» TRECHO DA PÁGINA:

--- --- ---

Obsessão
anti-Dilma ajuda Marina
Por Paulo
Moreira Leite
A atitude
generosa da maioria dos meios de comunicação diante das
dificuldades de Marina Silva para cumprir os requisitos legais para
registrar a Rede de Sustentabilidade no TSE só se explica pela
obsessão conservadora de impedir de qualquer maneira a reeleição
de Dilma Rousseff.
Basta ler
as pesquisas eleitorais recentes para constatar o óbvio. Entre
tantos concorrentes oposicionistas, o único nome que aparece como
concorrente competitiva é Marina Silva.
Outro
candidato, Aécio Neves, pode até ganhar fôlego e demonstrar maior
musculatura. No momento, enfrenta, mais uma vez, o apetite de José
Serra de roubar-lhe a faixa de concorrente.
A
obsessão em impedir a reeleição de Dilma cresceu depois que sua
recuperação junto ao eleitorado foi confirmada pelo Ibope e ajuda a
entender o caráter desonesto da campanha contra a vinda de médicos
cubanos.
Numa
atitude que demonstra até onde o interesse eleitoral pode chegar,
nosso conservadorismo deixa claro que prefere sacrificar a saúde da
população mais pobre, sem assistência médica de nenhum tipo,
apenas para tentar impedir que Dilma possa apresentar alguma – bem
alguma, modesta mesmo, vamos reconhecer – melhoria numa área tão
abandonado do serviço público.
Enquanto
isso, Marina tem sido tratada a pão de ló.
Agora,
ela procura um tratamento preferencial: seus advogados querem ampliar
o prazo legal para o exame e aprovação das 492 000 assinaturas
necessárias para legalização de seu partido, a Rede de
Sustentabilidade.
Certo?
Errado?
Não se
preocupe. Se for preciso, dá-se um jeito.
Há
antecedentes no tratamento especial a Marina.
Numa
decisão que mais tarde seria revertida pelo plenário do STF, em
abril o ministro Gilmar Mendes fez um momento brusco em benefício da
sua candidatura, acolhendo um mandato de segurança que a
beneficiava. O Congresso debatia naquele momento uma medida que, ao
atrapalhar a criação de novos partidos num universo com 29 siglas
já existentes, poderia dificultar a formação da Rede.
Ao
justificar uma intervenção insólita no processo, o ministro
empregou um argumento de natureza política. Sugeriu que ao
prejudicar a formação do partido de Marina a medida poderia
prejudicar o equilíbrio entre as candidaturas em 2014.
A medida
em debate no Congresso até poderia estar errada, vamos admitir. O
problema é que, num país onde a Constituição diz que todos os
poderes emanam do povo, quem tem o direito de decidir se os pleitos
serão equilibrados, desequilibrados, uma barbada ou uma disputa
aflita até o último minuto, é o eleitor – e mais ninguém.

--- --- ---

» O QUE FAZER:
Prossiga com a coluna sobre o tratamento dado a Marina Silva, começando logo depois da última frase.

» Descrições de regiões em linguagem natural:
--- --- ---

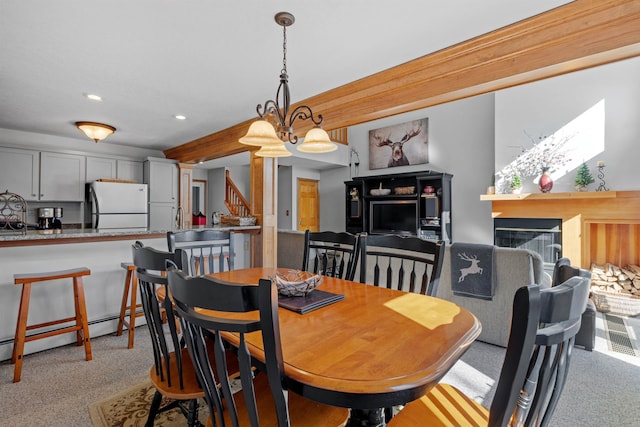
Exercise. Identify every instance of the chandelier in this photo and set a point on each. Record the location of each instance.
(275, 124)
(95, 131)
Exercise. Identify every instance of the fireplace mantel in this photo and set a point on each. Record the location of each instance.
(597, 226)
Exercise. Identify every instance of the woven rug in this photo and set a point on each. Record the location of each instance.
(130, 408)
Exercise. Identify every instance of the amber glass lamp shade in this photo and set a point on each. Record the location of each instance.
(317, 141)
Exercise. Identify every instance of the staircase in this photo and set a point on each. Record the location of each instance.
(234, 200)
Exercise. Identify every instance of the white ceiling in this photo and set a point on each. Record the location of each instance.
(212, 61)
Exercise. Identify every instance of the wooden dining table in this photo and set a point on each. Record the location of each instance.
(376, 348)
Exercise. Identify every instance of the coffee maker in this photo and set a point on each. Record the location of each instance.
(49, 218)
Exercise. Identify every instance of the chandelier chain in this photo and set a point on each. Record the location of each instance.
(284, 49)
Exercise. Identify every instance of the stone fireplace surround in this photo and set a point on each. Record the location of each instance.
(597, 226)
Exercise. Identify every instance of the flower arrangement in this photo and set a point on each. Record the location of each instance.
(516, 182)
(547, 153)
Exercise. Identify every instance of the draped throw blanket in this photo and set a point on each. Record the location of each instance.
(472, 270)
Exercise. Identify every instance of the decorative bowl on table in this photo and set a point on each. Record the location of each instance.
(295, 283)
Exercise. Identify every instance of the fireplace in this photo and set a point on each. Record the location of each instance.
(541, 235)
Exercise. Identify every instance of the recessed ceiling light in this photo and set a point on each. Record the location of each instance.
(93, 96)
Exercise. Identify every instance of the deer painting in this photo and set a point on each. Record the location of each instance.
(395, 138)
(472, 269)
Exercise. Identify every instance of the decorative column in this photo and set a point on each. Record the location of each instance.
(264, 206)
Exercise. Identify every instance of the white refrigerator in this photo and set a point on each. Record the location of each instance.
(119, 206)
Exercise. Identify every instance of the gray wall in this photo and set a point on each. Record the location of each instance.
(461, 136)
(471, 138)
(598, 108)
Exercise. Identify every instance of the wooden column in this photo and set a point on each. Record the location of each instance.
(184, 192)
(264, 204)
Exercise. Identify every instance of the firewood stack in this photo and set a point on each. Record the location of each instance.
(613, 279)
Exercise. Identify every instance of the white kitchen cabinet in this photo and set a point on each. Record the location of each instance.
(100, 167)
(162, 177)
(62, 177)
(129, 169)
(162, 216)
(20, 172)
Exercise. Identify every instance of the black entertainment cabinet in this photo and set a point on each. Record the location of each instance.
(416, 203)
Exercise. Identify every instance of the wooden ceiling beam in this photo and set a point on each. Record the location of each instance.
(578, 35)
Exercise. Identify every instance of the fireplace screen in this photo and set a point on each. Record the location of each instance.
(543, 236)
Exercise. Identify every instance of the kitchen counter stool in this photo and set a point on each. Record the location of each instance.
(129, 287)
(81, 327)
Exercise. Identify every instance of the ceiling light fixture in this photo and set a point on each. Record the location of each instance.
(93, 97)
(276, 124)
(95, 131)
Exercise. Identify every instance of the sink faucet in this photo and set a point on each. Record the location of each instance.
(180, 218)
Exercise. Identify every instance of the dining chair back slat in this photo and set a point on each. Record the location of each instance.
(209, 251)
(401, 262)
(241, 309)
(333, 254)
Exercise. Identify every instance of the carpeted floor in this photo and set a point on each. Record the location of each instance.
(131, 408)
(58, 386)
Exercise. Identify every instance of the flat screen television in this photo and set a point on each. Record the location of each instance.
(393, 217)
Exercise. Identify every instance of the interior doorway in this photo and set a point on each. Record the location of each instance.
(308, 205)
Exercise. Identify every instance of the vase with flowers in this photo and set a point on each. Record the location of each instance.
(547, 155)
(545, 183)
(516, 184)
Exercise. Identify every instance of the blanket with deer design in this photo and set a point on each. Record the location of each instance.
(472, 270)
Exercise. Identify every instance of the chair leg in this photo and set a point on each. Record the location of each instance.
(132, 310)
(125, 300)
(192, 418)
(81, 317)
(153, 409)
(21, 331)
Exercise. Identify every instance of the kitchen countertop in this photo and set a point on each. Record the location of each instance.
(48, 237)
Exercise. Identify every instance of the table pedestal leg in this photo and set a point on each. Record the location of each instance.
(366, 418)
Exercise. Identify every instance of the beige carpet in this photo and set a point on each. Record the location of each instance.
(130, 408)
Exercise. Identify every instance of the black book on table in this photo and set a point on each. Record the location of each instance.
(312, 301)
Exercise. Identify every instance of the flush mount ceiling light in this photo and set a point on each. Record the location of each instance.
(95, 131)
(276, 124)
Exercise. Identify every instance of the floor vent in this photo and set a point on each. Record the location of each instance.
(617, 335)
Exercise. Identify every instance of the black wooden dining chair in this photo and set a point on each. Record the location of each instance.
(264, 400)
(334, 254)
(172, 373)
(586, 336)
(208, 250)
(401, 262)
(543, 327)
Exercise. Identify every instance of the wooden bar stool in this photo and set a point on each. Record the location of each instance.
(129, 287)
(81, 327)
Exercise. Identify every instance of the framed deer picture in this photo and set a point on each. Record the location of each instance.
(399, 145)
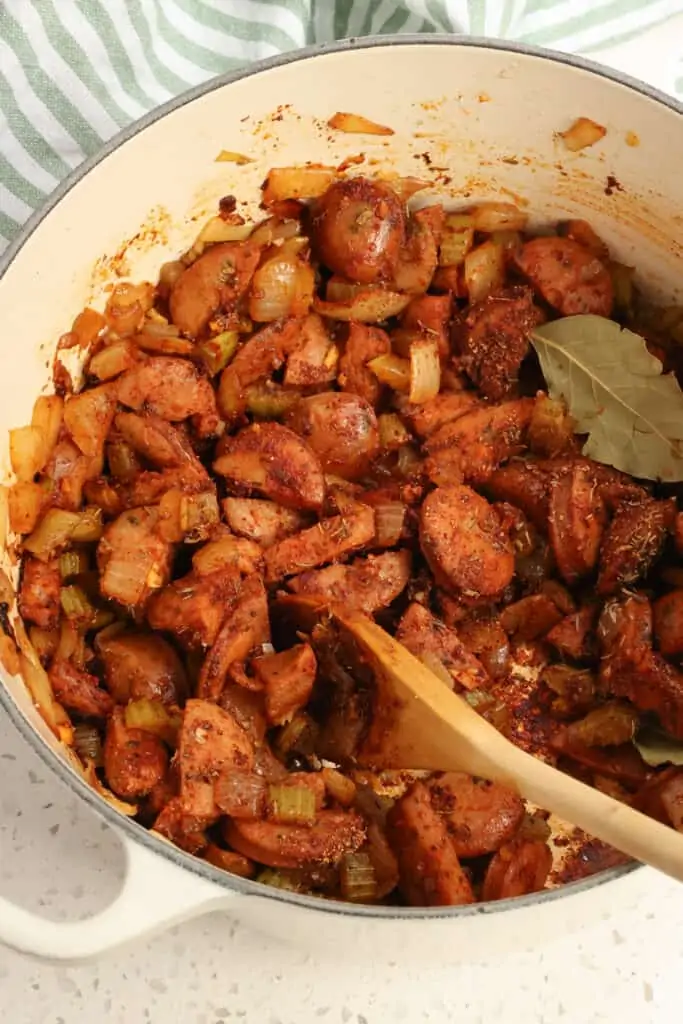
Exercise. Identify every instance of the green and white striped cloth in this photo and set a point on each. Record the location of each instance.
(75, 72)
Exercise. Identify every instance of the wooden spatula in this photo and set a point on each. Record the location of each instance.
(423, 724)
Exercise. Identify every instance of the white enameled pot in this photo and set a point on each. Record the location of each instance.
(477, 119)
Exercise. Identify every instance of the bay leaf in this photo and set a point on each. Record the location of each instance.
(656, 748)
(614, 389)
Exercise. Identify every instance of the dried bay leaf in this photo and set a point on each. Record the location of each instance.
(615, 391)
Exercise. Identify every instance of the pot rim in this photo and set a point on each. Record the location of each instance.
(130, 828)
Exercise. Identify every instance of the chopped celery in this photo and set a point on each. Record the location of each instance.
(292, 804)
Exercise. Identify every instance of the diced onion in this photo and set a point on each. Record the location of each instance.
(356, 124)
(112, 360)
(393, 432)
(392, 370)
(484, 270)
(457, 239)
(292, 804)
(368, 305)
(358, 883)
(425, 370)
(283, 286)
(583, 133)
(26, 502)
(307, 181)
(389, 520)
(241, 794)
(154, 717)
(498, 217)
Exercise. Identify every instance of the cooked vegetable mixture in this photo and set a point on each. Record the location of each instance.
(341, 403)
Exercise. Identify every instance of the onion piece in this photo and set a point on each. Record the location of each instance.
(307, 181)
(498, 217)
(389, 520)
(393, 432)
(368, 305)
(241, 794)
(26, 503)
(583, 133)
(457, 239)
(425, 371)
(356, 124)
(283, 286)
(113, 359)
(484, 270)
(392, 370)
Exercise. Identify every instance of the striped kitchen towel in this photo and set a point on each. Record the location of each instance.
(74, 72)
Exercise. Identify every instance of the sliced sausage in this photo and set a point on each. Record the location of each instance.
(288, 678)
(215, 280)
(194, 606)
(271, 460)
(39, 593)
(668, 613)
(326, 542)
(479, 815)
(259, 357)
(424, 634)
(569, 278)
(358, 229)
(132, 558)
(341, 428)
(632, 543)
(493, 339)
(430, 873)
(141, 666)
(135, 761)
(365, 585)
(518, 868)
(172, 389)
(464, 544)
(577, 518)
(325, 842)
(246, 626)
(363, 344)
(78, 690)
(211, 739)
(478, 441)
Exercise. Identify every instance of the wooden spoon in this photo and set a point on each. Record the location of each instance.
(420, 723)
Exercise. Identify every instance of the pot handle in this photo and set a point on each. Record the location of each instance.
(155, 895)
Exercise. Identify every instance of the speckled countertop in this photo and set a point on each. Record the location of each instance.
(56, 857)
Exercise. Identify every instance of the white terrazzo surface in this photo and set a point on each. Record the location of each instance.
(57, 858)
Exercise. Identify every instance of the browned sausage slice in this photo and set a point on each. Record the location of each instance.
(632, 543)
(424, 634)
(332, 835)
(141, 666)
(569, 278)
(464, 544)
(493, 339)
(246, 626)
(366, 585)
(519, 867)
(39, 593)
(668, 612)
(577, 518)
(271, 460)
(430, 873)
(478, 441)
(479, 816)
(341, 428)
(327, 541)
(216, 279)
(135, 761)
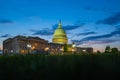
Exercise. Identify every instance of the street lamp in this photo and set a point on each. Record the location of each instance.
(29, 48)
(73, 47)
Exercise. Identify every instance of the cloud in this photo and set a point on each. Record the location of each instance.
(5, 36)
(112, 20)
(106, 41)
(68, 27)
(87, 33)
(44, 32)
(5, 21)
(47, 31)
(96, 38)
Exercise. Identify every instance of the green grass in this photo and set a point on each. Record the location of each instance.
(46, 67)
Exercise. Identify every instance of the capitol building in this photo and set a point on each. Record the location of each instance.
(32, 45)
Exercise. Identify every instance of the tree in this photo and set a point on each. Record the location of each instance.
(114, 50)
(107, 49)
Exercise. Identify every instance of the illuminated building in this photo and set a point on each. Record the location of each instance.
(60, 35)
(24, 45)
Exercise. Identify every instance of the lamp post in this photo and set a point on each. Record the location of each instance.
(29, 48)
(73, 47)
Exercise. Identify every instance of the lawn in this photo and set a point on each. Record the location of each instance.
(58, 67)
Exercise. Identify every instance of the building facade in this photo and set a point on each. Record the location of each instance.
(24, 45)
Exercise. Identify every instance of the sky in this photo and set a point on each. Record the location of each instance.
(88, 23)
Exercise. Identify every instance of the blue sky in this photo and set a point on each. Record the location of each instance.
(89, 23)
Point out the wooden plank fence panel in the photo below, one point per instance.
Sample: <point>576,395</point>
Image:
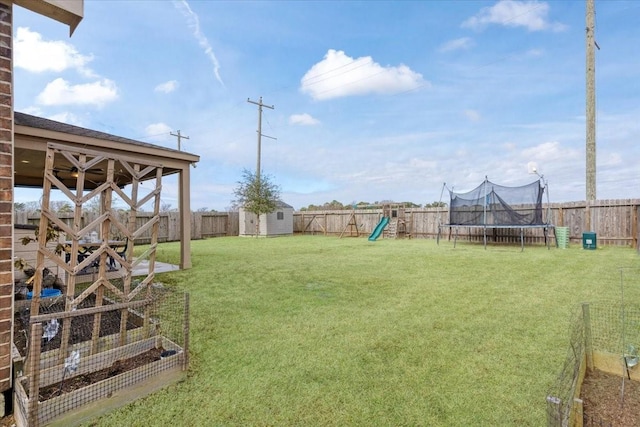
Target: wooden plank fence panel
<point>615,222</point>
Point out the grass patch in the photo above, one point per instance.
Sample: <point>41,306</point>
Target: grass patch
<point>331,332</point>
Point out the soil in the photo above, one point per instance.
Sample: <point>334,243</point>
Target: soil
<point>81,326</point>
<point>80,381</point>
<point>603,402</point>
<point>118,367</point>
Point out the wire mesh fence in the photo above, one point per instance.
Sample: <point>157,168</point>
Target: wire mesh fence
<point>74,357</point>
<point>605,336</point>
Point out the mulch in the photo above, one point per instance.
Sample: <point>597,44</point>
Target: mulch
<point>604,402</point>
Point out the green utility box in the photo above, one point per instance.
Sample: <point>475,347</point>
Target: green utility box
<point>562,237</point>
<point>589,240</point>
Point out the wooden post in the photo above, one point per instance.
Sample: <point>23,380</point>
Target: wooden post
<point>34,373</point>
<point>554,411</point>
<point>185,327</point>
<point>588,344</point>
<point>634,228</point>
<point>578,411</point>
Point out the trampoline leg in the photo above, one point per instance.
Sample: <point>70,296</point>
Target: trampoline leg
<point>485,238</point>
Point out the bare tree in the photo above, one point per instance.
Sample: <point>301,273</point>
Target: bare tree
<point>257,194</point>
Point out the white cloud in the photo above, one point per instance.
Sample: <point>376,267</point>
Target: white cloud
<point>303,119</point>
<point>472,115</point>
<point>513,13</point>
<point>36,55</point>
<point>60,92</point>
<point>157,129</point>
<point>462,43</point>
<point>66,117</point>
<point>339,75</point>
<point>167,87</point>
<point>194,23</point>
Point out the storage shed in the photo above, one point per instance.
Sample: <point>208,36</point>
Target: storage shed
<point>277,223</point>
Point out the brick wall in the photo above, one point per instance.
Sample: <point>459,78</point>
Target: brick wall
<point>6,193</point>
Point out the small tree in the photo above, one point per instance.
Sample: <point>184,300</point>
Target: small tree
<point>257,194</point>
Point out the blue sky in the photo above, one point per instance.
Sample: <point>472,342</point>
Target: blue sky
<point>373,100</point>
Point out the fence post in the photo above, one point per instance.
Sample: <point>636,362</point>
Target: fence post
<point>588,345</point>
<point>34,374</point>
<point>554,411</point>
<point>578,409</point>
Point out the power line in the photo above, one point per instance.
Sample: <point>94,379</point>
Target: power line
<point>179,136</point>
<point>260,105</point>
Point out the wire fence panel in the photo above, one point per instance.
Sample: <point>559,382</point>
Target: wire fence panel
<point>604,336</point>
<point>112,347</point>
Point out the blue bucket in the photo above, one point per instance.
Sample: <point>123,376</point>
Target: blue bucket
<point>46,293</point>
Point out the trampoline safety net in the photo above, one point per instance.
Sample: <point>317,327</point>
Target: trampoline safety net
<point>491,204</point>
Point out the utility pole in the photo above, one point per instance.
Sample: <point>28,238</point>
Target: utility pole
<point>591,103</point>
<point>260,105</point>
<point>179,136</point>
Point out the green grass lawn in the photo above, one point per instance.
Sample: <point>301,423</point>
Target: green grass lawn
<point>321,331</point>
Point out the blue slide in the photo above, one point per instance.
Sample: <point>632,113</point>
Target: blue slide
<point>378,230</point>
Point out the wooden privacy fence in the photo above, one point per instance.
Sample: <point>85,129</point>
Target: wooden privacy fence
<point>615,222</point>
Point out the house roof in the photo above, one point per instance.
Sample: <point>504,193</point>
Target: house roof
<point>32,134</point>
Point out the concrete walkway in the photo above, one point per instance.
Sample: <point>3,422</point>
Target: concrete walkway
<point>142,269</point>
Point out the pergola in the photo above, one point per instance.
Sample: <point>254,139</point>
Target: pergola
<point>34,135</point>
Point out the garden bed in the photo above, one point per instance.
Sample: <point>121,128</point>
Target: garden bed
<point>605,404</point>
<point>119,380</point>
<point>112,369</point>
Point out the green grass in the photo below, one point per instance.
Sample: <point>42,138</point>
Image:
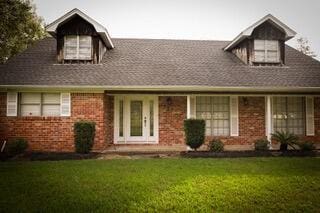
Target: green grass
<point>144,185</point>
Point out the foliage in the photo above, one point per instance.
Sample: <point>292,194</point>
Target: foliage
<point>20,27</point>
<point>261,144</point>
<point>304,47</point>
<point>194,132</point>
<point>16,146</point>
<point>285,139</point>
<point>306,145</point>
<point>84,132</point>
<point>216,145</point>
<point>162,185</point>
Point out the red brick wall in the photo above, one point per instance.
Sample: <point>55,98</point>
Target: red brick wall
<point>56,133</point>
<point>171,119</point>
<point>251,121</point>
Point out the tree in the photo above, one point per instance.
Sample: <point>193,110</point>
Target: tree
<point>20,27</point>
<point>303,46</point>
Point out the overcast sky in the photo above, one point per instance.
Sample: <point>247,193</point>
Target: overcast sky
<point>190,19</point>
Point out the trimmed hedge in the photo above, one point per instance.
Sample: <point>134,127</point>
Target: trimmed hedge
<point>194,132</point>
<point>216,145</point>
<point>306,145</point>
<point>16,146</point>
<point>84,132</point>
<point>261,144</point>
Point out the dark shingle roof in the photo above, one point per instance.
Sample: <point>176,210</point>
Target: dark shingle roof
<point>149,62</point>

--- --- ---

» RESULTADO:
Capaz de
obter a marca respeitável de 20 milhões de votos em 2010, Marina
Silva demonstra uma imensa dificuldade para construir uma organização
coletiva e estabelecer um projeto coerente de disputa pelo poder
político. Sua dificuldade para reunir quase meio milhão de
assinaturas certificadas pela Justiça eleitoral não envolve um
problema burocrático nem se explica pela má vontade de cartórios
eleitorais. A causa é política.
O que é
a Rede?, podemos perguntar.
Marina já
declarou que a Rede não é da situação nem da oposição. Mesmo
assim, foi poupada de qualquer crítica impiedosa, ao contrário do
que ocorreu com Gilberto Kassab, quando disse que seu PSD não era de
direita nem de esquerda.
O fiasco
na coleta de assinaturas tem uma causa óbvia. Marina não tem uma
máquina política profissional, com um mínimo de articulação
nacional, como acontece com todo partido que tem ambições reais de
chegar ao poder de Estado.
Tampouco
conseguiu construir um movimento social orgânico, estruturado, para
bater pernas voluntariamente em busca do apoio do cidadão comum.
Isso
acontece porque até agora Marina não conseguiu entrar no debate
político real sobre o país.
Existe
como mito, o que tem inegável valor eleitoral enquanto permanecer
sob proteção dos meios de comunicação.
Mas até
agora não formulou um projeto coerente para o país, o que tem seu
preço quando se tenta construir um partido, formar alianças, cobrar
lealdades, definir prioridades e preferências.
Sua
bandeira maior, o ambientalismo, tem um inegável poder de atração,
em especial junto a eleitores jovens.
Falta
explicar, no entanto, como se pretende combinar o controle ambiental
com outras necessidades. Não estamos na Alemanha. (Eu acho que nem
na Alemanha as discussões ocorrem como se pensa que elas ocorrem mas
deu para entender, certo?)
Até as
crianças sabem que não existe ecologia grátis. Exigências
ambientais tem a contrapartida inevitável de reduzir a velocidade do
crescimento econômico, o que coloca uma questão essencial, que é
saber como Marina pretende combinar um discurso que faz do meio
ambiente a prioridade número 1 com a necessidade do país
desenvolver-se, criar empregos e gerar riquezas para garantir uma
situação de bem-estar à maioria de sua população.
Economistas
de extração tucana e até mais conservadora que hoje cercam a
candidata se dão bem com a ecologia porque ela ajuda a falar - com
elegância - sobre limites naturais para o crescimento, em
decrescimento, que é uma recessão programada, e outros eufemismos
de quem considera que o desenvolvimento e a criação de empregos
deixaram de ser prioridade mesmo no Brasil. Essa aproximação não
surpreende, portanto.
Mas
economistas disputam votos na academia, costumam brilhar em reuniões
fechadas e cobram somas milionárias para fazer profecias em
encontros com empresários. Marina irá procurar votos junto ao povão
pregando medidas recessivas e corte em gastos públicos e políticas
sociais, como reza a cartilha de princípios de austeridade de seus
economistas?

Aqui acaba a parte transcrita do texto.